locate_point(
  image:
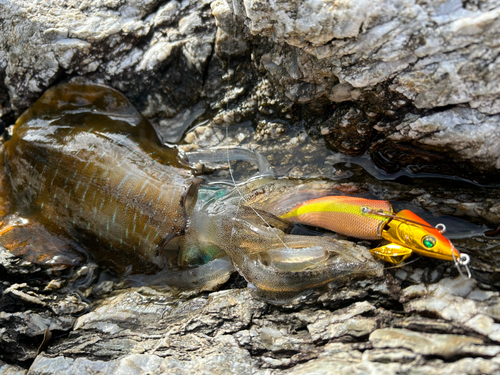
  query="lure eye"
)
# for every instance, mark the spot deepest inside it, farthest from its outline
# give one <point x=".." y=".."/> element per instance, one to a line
<point x="429" y="241"/>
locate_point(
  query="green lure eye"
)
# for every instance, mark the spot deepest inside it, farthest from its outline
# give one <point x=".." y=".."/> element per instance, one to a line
<point x="429" y="241"/>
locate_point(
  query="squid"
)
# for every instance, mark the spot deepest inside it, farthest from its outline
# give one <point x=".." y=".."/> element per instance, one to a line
<point x="84" y="175"/>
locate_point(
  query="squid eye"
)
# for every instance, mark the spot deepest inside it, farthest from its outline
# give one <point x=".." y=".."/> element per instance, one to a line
<point x="429" y="241"/>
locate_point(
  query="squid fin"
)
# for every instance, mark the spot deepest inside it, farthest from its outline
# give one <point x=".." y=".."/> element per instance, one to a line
<point x="392" y="253"/>
<point x="31" y="241"/>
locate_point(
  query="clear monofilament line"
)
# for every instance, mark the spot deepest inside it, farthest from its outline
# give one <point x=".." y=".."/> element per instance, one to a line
<point x="241" y="194"/>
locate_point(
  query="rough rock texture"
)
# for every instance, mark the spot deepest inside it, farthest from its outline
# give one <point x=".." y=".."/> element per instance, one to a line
<point x="403" y="87"/>
<point x="354" y="329"/>
<point x="419" y="74"/>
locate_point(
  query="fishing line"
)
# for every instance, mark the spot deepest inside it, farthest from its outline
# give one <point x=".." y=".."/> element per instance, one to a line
<point x="234" y="181"/>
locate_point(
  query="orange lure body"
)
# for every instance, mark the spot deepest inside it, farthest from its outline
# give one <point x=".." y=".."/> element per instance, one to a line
<point x="374" y="219"/>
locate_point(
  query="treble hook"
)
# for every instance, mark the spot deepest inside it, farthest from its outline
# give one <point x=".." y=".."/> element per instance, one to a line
<point x="462" y="260"/>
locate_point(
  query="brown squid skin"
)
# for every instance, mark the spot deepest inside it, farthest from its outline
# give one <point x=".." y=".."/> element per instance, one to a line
<point x="83" y="164"/>
<point x="84" y="170"/>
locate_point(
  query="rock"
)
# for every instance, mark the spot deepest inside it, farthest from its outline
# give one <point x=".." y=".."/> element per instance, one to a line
<point x="409" y="90"/>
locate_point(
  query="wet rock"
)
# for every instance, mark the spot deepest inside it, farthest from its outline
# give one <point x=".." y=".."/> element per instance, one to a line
<point x="416" y="84"/>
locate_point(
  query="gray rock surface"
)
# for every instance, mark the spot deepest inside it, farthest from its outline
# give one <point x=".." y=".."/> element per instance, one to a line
<point x="394" y="66"/>
<point x="405" y="82"/>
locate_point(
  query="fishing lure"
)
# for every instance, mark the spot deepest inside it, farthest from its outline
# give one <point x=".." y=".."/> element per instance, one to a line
<point x="375" y="219"/>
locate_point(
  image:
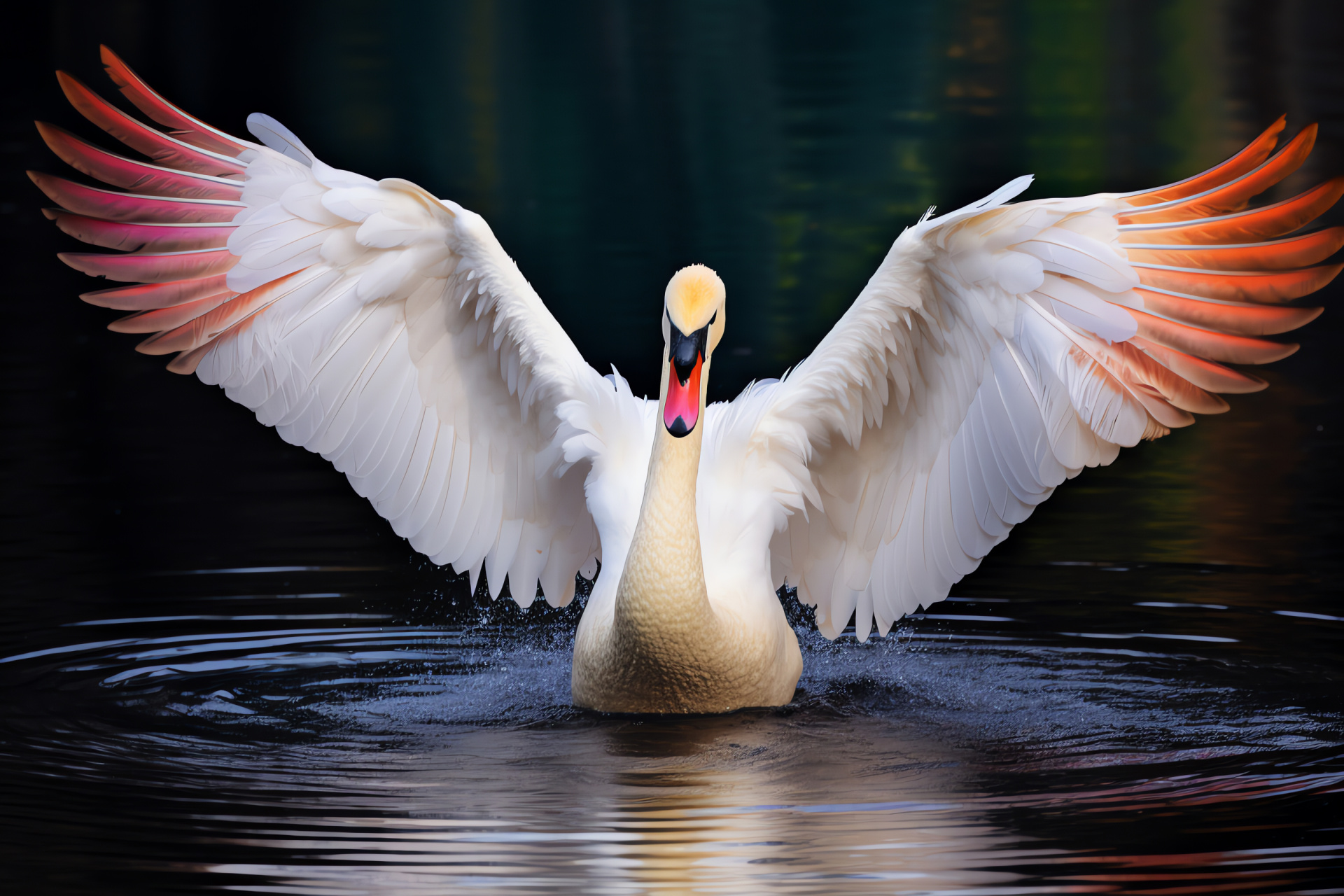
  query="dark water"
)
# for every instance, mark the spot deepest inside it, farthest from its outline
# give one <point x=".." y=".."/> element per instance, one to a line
<point x="219" y="669"/>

##############################

◆ **The request**: Repeat the listing in full and exactly. Do not include any images.

◆ **Answer to the exercise**:
locate_point(
  image:
  query="lure eye"
)
# for every instance, mark the spot deepest inside it, farthest from its outline
# give one <point x=".." y=".."/> element per instance, one to a line
<point x="429" y="241"/>
locate_point(
  query="green lure eye"
)
# for every instance, mark the spot deepest inside it, farthest from its outline
# give one <point x=".." y=".."/> element per instance, one to a line
<point x="429" y="241"/>
locate_point(
  query="squid"
)
# for every instance, mark the spot deepest inside it, farthest from its outline
# give one <point x=".." y=".."/> element per instance, one to a line
<point x="84" y="175"/>
locate_point(
  query="squid eye"
)
# for every instance, mark the spot deepest inside it, farthest from its outline
# give one <point x=".." y=".."/> element per instance, one to a line
<point x="429" y="241"/>
locate_point(
  query="squid fin"
)
# for every instance, mark the spot deepest inside it, farthest from its outline
# give one <point x=".." y=".."/> element per instance, one to a line
<point x="392" y="253"/>
<point x="31" y="241"/>
locate_point(
  query="clear monofilament line"
)
# for every instance, mark the spot deepest inside it, farthest from its outline
# give one <point x=".." y=".."/> element per instance, one to a line
<point x="241" y="194"/>
locate_point(
  query="rough rock texture"
)
# for every instance, mark the spot deepest inside it, farthest from its outline
# give one <point x=".." y=".."/> element per instance, one to a line
<point x="403" y="87"/>
<point x="354" y="329"/>
<point x="419" y="74"/>
locate_point(
  query="fishing line"
)
# for every instance, mark the spot deepest inside it, farthest from its outline
# give one <point x=".." y=".."/> element per instance, one to a line
<point x="234" y="181"/>
locate_point(
  query="orange lure body"
)
# for every instance, mark the spot deepest inside it, farthest from its outline
# give one <point x=".." y=".."/> element per instance, one to a line
<point x="374" y="219"/>
locate_point(
  query="treble hook"
)
# for every instance, mark the spot deepest inside it, farthest from its outline
# give one <point x=".." y=".."/> element per instance, one to a line
<point x="462" y="260"/>
locate_point(
  query="brown squid skin"
)
# for every instance, mark the spot deepest inside it, farthest from its outline
# give one <point x=".." y=".."/> element per instance, one to a line
<point x="83" y="164"/>
<point x="84" y="170"/>
locate_point(
  query="rock"
)
# for every instance, mark the spot deepest inside it, farthest from its outline
# give one <point x=".." y=".."/> element per instance, one to a line
<point x="409" y="90"/>
locate_point(
  query="wet rock"
)
# for every instance, mark the spot deepest inside it, farthest from its outline
# give one <point x=".." y=".."/> element per instance, one to a line
<point x="416" y="84"/>
locate_point(
  query="gray rock surface"
)
# for every instance, mark the spot deepest inside it, farthest from its outline
# give one <point x=".." y=".."/> element per instance, one to a line
<point x="394" y="66"/>
<point x="405" y="82"/>
locate_point(
  query="fishing lure"
)
# for every instance, mark the spot deepest inside it, farthest from its outline
# give one <point x=".." y=".."/> element per instance, one to a line
<point x="375" y="219"/>
locate_point(
  image:
  query="dark water"
)
# for every instance, mark the spot deepest inside it, farthest from its outline
# give one <point x=".." y=".."/> element per instance, one to a line
<point x="219" y="669"/>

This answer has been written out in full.